:: EXTRAIT

L’anesthésie des animaux domestiques est de plus en plus performante et exigeante. Technologiquement, nous avons pléthore de moyens et d’opportunités et les limites ne sont plus intrinsèques aux moyens dont nous disposons, mais plutôt liées à la physiologie des patients, notamment celle des hypertypes. Ces particularités raciales (tant pour les chiens que pour les chats) sont tout sauf des légendes urbaines. Les difficultés respiratoires de certaines races (brachycéphales), la sensibilité à certaines drogues lors d’une « vraie » insuffisance enzymatique (avec un réveil prolongé), les réponses idiosyncrasiques à un médicament, sont bien réelles ! Elles sont toutefois sans rapport avec d’anciennes croyances : sensibilité/mort à la kétamine des chats de race Bengale, intolérance au propofol ou aux opioïdes des chats en général par exemple.

::::
:: DONNÉES FOURNIES

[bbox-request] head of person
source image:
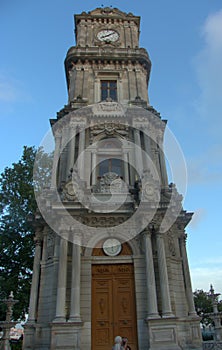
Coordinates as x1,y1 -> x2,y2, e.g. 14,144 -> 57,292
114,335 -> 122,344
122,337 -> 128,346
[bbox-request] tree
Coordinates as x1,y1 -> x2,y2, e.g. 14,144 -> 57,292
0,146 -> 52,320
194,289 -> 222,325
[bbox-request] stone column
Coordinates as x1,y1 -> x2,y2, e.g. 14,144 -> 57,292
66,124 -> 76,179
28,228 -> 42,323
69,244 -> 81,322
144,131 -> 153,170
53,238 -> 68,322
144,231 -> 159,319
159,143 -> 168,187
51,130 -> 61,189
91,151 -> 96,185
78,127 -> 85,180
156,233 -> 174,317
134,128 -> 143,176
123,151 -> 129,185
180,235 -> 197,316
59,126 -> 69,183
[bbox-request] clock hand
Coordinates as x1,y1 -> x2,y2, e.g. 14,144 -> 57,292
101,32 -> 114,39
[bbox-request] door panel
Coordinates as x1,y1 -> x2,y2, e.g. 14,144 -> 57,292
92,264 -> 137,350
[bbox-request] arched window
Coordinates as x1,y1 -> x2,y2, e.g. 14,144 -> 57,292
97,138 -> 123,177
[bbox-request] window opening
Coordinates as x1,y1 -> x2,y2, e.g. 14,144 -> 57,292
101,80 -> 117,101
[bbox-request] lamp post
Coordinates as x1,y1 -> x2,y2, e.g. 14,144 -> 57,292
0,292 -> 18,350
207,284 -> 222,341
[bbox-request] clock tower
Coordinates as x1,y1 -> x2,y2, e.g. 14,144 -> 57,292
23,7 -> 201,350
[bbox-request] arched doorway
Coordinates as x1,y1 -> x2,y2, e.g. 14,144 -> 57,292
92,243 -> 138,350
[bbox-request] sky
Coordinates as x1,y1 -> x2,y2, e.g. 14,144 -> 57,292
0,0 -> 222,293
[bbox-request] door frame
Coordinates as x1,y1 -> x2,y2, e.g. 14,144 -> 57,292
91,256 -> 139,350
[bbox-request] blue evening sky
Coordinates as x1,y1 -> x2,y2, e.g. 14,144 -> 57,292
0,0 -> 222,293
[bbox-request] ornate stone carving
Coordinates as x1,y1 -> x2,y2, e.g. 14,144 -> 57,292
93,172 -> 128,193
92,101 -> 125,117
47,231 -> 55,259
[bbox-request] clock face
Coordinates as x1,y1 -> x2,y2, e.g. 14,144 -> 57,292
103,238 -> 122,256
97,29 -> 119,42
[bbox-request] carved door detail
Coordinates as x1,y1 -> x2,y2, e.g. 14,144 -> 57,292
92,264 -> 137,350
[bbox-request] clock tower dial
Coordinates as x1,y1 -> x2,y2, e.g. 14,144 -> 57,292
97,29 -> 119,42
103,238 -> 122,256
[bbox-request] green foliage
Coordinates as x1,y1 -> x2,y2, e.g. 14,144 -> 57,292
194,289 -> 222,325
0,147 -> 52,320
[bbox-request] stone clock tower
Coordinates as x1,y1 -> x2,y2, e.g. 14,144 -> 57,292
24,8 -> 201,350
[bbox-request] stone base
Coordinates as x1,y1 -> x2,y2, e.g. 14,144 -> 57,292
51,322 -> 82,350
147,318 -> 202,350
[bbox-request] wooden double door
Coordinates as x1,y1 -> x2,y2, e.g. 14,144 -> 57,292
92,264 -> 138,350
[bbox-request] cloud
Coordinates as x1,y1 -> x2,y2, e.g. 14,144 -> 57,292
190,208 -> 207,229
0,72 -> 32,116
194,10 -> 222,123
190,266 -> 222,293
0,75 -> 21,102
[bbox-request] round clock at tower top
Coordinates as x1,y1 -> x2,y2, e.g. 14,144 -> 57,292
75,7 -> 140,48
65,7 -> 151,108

::::

* CONSIGNE: Écrivez la suite de l'extrait sur l'anesthésie des animaux domestiques, en partant de sa dernière phrase.

* RÉPONSE:
S’il existe bien des particularités génétiques il ne faut toutefois pas leur attribuer tous les accidents anesthésiques et négliger la recherche d’une autre cause (maîtrise imparfaite de la procédure dans la plupart des cas).
De même, des cardiopathies congénitales d’origine génétique sont fréquentes dans certaines races. Cela doit nous alerter et nécessite un dépistage pré-anesthésique (visite pré-anesthésique).
Races Brachycéphales
Les races dites brachycéphales, ont toutes des modifications anatomiques qui leur confèrent des difficultés (plus au moins marquées) respiratoires et digestives (pour ne « rester » que dans le domaine de l’anesthésie…) d’où la dénomination SORB (syndrome obstructif des voies respiratoires des races brachycéphales).
Ces modifications anatomiques de divers degrés (sténose des narines, allongement et épaississement du voile du palais, éversions des ventricules laryngés, collapsus laryngé, hypoplasie trachéale, obstruction des choanes…) leur apportent des modifications physiologiques qui peuvent devenir critiques avec le stress et l’âge.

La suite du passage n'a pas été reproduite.